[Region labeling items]
....

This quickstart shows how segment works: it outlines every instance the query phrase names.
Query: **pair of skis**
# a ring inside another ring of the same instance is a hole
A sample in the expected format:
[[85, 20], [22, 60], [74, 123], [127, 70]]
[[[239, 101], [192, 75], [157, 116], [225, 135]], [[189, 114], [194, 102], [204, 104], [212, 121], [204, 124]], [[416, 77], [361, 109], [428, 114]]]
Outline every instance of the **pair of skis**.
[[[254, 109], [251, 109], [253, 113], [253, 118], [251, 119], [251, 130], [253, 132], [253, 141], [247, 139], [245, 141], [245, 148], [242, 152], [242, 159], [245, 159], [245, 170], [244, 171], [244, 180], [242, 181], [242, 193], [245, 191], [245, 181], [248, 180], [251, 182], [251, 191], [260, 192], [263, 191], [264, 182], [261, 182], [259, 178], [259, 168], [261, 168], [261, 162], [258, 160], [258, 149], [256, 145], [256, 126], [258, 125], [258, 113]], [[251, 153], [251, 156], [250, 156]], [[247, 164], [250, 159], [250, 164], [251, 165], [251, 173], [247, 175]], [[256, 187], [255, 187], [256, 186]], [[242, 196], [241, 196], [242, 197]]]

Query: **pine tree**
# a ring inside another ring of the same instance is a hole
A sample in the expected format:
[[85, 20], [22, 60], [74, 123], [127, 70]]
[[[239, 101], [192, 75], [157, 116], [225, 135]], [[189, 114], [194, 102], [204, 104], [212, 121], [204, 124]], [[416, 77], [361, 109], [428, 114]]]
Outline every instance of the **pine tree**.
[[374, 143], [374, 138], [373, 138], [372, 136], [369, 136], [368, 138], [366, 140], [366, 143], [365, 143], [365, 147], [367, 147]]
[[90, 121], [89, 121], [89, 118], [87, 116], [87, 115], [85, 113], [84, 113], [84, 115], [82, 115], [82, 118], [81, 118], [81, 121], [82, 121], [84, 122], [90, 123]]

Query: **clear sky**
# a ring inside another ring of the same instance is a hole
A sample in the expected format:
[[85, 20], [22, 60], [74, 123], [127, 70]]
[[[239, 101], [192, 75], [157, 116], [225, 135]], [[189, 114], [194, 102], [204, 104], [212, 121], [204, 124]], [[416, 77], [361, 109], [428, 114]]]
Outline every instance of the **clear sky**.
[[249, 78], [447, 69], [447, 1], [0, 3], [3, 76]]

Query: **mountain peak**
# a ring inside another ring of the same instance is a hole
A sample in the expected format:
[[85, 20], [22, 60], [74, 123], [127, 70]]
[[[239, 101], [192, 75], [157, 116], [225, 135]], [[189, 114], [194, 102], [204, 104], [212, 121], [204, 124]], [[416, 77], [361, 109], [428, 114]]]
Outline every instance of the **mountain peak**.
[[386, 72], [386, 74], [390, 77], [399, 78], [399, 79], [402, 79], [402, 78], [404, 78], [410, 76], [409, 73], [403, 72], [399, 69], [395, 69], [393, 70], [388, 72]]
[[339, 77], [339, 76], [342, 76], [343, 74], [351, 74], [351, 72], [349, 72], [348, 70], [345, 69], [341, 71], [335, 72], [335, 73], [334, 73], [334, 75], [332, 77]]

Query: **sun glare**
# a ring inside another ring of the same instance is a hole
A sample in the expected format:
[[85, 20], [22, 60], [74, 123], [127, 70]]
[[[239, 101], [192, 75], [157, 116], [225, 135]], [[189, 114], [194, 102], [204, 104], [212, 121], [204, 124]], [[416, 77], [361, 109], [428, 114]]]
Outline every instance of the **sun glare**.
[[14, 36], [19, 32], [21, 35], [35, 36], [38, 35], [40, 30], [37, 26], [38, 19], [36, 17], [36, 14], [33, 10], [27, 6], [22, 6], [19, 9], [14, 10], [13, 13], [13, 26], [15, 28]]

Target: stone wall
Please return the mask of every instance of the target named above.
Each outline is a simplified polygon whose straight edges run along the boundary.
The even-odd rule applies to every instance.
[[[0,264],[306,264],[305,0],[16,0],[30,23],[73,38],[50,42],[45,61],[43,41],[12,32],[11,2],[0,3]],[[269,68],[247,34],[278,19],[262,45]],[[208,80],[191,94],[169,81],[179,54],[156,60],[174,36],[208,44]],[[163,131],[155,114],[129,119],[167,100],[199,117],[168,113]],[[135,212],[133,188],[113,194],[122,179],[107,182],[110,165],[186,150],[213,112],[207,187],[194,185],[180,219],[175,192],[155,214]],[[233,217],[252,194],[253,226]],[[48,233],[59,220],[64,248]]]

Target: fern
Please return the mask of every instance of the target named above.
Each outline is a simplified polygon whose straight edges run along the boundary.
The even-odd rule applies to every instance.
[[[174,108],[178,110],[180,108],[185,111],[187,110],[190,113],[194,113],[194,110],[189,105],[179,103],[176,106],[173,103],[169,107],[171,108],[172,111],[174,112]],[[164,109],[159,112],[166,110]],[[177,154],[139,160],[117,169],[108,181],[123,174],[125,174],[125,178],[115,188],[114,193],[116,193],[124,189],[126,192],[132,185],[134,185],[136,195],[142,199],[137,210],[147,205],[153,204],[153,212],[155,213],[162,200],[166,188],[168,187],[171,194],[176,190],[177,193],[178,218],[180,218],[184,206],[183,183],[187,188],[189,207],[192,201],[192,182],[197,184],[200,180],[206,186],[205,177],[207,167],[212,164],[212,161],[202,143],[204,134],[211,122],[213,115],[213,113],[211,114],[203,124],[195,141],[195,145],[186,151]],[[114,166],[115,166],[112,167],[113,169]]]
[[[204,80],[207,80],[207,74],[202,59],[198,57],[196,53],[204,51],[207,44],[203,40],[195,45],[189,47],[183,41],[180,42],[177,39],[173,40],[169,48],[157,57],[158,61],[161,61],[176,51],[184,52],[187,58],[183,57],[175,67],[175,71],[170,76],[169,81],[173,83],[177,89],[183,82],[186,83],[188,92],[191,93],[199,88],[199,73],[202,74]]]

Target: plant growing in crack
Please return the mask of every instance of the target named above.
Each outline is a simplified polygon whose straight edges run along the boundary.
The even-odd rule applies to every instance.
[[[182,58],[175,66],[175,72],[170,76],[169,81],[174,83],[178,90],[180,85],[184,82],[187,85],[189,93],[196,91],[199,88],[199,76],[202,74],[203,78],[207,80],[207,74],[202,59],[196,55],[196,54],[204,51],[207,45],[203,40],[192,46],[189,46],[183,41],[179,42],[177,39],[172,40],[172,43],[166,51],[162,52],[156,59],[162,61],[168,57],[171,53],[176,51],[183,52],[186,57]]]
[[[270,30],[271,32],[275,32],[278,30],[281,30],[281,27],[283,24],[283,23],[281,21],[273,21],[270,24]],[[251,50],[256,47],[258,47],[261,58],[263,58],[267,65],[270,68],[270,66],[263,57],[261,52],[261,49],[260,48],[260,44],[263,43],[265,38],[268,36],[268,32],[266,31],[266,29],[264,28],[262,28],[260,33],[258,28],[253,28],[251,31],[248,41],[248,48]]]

....

## Goal
Reproduce the lines of the data that start with the line containing "Query: **mountain peak**" and go on through the line containing "Outline every instance of the **mountain", substituting "required format" for "expected format" and keeping all else unchanged. Give only those lines.

## Written answer
Query: **mountain peak**
# a ring inside another ring of the same instance is a hole
A sample in the required format:
[[85, 20], [22, 60], [74, 123], [127, 70]]
[[[239, 101], [192, 75], [157, 116], [225, 135]], [[189, 114], [194, 102], [204, 104], [212, 121], [204, 124]], [[416, 77], [361, 109], [428, 114]]]
Outline every instance of the **mountain peak**.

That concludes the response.